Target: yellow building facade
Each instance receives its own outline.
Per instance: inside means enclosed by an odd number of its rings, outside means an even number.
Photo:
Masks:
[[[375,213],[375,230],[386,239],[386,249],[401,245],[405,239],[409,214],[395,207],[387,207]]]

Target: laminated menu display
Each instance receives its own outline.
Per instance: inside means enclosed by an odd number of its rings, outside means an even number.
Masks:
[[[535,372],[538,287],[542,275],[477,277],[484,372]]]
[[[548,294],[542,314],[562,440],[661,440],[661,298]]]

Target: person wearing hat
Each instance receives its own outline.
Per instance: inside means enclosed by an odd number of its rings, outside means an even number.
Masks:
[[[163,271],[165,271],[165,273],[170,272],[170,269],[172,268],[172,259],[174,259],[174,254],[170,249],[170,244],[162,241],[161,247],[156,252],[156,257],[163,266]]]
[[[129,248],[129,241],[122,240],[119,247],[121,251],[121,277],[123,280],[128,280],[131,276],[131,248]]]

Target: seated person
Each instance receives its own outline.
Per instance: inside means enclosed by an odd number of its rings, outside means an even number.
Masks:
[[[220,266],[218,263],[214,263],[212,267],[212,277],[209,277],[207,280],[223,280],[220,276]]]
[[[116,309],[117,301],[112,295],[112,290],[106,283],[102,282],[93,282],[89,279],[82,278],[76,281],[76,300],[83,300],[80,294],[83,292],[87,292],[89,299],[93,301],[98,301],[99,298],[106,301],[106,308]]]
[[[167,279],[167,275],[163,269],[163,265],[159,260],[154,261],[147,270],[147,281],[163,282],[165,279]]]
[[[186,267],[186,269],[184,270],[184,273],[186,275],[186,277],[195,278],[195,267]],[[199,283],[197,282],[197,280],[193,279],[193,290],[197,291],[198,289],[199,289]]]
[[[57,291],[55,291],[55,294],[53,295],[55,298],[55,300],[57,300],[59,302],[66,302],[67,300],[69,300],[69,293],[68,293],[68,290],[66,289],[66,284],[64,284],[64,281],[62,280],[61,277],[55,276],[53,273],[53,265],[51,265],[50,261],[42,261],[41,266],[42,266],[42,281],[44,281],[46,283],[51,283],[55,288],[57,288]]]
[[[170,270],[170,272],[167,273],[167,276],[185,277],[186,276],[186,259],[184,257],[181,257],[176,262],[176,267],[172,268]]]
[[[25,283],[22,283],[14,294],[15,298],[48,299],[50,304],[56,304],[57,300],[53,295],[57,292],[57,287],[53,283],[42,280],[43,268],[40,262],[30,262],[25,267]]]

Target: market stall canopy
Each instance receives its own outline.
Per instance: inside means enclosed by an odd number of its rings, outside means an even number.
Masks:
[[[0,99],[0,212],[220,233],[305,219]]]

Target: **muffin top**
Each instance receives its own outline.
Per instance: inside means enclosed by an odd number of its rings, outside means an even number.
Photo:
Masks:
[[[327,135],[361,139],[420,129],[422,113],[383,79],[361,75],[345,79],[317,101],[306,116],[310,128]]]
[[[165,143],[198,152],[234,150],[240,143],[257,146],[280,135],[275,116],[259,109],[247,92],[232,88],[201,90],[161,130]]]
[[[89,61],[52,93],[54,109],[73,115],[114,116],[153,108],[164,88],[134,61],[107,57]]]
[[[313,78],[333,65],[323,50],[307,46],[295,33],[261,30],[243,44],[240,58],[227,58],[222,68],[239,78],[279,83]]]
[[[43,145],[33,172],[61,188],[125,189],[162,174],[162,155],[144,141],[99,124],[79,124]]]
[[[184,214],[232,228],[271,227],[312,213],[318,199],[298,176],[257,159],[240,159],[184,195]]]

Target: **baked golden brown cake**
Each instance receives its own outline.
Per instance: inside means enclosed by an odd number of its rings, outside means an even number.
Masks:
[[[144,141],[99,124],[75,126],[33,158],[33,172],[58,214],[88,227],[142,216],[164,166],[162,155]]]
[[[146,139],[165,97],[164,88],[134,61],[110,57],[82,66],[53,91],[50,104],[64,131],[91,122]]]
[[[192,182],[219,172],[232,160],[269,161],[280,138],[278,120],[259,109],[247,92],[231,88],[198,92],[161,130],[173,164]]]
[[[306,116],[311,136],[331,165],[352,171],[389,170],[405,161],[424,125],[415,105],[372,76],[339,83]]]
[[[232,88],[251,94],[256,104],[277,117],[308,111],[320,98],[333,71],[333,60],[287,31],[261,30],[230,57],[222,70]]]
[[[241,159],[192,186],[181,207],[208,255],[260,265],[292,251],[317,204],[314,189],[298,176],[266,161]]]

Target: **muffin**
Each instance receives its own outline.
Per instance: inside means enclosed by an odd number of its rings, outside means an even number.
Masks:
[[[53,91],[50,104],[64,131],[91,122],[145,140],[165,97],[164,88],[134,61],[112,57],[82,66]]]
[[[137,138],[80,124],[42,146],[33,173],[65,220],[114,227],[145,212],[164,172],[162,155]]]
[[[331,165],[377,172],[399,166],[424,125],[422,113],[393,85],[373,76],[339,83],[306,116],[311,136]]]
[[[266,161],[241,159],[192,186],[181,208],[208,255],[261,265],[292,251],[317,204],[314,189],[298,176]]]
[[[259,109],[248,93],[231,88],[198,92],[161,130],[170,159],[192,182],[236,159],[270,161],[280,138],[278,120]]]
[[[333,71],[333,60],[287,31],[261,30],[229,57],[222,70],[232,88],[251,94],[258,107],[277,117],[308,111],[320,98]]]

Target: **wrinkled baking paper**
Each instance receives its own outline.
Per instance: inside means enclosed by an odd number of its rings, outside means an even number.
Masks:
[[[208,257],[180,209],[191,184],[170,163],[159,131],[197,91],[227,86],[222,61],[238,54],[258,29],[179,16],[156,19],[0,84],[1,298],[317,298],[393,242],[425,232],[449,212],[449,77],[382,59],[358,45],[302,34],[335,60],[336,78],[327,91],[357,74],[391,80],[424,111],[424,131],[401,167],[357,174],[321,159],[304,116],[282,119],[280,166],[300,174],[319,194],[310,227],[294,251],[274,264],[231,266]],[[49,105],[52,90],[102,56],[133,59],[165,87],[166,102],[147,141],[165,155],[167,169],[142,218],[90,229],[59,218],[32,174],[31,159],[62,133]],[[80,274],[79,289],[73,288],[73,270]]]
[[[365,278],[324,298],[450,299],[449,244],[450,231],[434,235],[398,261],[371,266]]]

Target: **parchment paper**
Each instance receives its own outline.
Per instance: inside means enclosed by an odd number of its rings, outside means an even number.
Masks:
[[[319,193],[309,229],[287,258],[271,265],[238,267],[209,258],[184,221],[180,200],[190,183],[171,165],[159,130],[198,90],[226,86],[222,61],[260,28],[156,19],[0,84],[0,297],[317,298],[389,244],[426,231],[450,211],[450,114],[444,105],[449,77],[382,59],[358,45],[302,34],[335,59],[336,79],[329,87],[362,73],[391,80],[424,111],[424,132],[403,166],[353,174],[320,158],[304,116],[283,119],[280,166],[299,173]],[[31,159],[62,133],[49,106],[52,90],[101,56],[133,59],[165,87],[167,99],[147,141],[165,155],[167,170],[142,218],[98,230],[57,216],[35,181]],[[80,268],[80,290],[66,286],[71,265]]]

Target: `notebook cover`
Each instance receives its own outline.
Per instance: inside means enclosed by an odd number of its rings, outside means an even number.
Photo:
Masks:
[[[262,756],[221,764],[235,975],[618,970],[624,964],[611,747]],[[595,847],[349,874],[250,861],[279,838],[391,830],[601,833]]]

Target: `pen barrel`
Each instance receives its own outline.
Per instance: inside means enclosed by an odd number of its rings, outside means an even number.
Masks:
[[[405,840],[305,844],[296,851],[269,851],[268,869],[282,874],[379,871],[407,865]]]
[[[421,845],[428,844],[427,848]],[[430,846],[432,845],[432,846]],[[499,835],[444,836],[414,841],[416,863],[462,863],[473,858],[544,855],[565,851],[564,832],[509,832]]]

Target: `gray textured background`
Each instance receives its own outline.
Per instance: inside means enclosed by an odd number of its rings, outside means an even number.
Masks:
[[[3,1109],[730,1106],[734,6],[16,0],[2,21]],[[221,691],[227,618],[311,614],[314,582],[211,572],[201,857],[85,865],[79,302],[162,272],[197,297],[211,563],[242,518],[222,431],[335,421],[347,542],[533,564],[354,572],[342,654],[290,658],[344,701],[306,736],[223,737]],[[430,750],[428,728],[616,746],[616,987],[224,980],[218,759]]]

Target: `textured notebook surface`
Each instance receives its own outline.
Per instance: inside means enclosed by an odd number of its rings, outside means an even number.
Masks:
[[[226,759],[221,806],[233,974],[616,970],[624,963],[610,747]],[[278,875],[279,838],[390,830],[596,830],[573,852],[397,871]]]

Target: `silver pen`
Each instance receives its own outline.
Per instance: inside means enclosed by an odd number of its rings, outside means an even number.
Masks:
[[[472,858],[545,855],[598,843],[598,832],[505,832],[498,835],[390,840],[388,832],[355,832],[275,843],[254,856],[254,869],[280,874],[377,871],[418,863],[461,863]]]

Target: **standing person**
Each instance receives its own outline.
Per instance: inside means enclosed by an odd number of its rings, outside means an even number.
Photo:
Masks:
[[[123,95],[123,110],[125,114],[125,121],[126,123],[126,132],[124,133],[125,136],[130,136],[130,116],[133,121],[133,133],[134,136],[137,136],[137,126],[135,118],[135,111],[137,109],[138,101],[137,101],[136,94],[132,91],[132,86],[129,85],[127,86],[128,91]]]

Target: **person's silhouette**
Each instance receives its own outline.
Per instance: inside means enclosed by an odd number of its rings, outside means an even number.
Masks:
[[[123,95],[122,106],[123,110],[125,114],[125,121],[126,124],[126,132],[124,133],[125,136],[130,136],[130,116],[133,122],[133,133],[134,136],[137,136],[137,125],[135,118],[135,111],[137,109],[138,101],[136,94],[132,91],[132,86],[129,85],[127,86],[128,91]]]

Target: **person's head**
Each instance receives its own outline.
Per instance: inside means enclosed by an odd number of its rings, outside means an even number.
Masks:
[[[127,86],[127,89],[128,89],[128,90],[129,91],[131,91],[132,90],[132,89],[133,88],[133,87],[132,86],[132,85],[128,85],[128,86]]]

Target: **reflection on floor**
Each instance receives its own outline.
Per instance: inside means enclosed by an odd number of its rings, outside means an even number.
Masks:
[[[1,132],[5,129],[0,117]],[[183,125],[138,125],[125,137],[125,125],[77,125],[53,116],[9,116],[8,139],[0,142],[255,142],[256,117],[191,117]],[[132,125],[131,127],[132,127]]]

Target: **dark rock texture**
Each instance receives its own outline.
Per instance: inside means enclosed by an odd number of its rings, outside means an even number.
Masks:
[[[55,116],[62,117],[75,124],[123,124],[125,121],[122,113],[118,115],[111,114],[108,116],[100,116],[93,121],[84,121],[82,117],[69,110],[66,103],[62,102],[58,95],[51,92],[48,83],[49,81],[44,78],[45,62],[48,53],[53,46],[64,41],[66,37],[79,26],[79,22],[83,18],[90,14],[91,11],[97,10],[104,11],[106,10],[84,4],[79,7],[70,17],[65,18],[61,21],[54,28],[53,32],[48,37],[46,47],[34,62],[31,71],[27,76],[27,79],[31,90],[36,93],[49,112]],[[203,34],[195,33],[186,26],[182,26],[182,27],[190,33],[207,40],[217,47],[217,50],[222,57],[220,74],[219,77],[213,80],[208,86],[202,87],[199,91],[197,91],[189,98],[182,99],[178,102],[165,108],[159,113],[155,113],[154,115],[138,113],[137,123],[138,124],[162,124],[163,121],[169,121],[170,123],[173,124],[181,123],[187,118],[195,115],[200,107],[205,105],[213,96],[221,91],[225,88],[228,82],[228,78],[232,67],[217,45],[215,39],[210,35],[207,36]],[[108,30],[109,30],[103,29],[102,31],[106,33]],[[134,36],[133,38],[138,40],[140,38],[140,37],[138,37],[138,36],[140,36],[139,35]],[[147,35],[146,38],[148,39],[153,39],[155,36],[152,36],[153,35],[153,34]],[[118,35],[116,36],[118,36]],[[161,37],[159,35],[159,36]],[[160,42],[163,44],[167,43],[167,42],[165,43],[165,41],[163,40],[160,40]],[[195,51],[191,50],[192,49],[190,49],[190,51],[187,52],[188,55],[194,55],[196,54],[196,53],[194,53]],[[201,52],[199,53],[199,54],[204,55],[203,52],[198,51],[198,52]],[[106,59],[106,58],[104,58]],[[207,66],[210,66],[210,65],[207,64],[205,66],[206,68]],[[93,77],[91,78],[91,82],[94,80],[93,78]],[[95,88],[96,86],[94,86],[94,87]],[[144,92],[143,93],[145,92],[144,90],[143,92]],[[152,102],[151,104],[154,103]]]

* * * * * * * * *

## DESCRIPTION OF THE TASK
Reproduce only the part of the listing that opens with the line containing "Target: laminated menu display" and closes with the line containing "[[[535,372],[538,287],[542,275],[477,277],[484,372]]]", with "laminated" renamed to "printed" and every other character unchanged.

## RESPONSE
Target: printed menu display
Each instance receives its own outline.
Per instance: inside means enclosed by an odd number of its rings, outside means an even number.
Masks:
[[[535,372],[538,287],[542,275],[477,277],[484,372]]]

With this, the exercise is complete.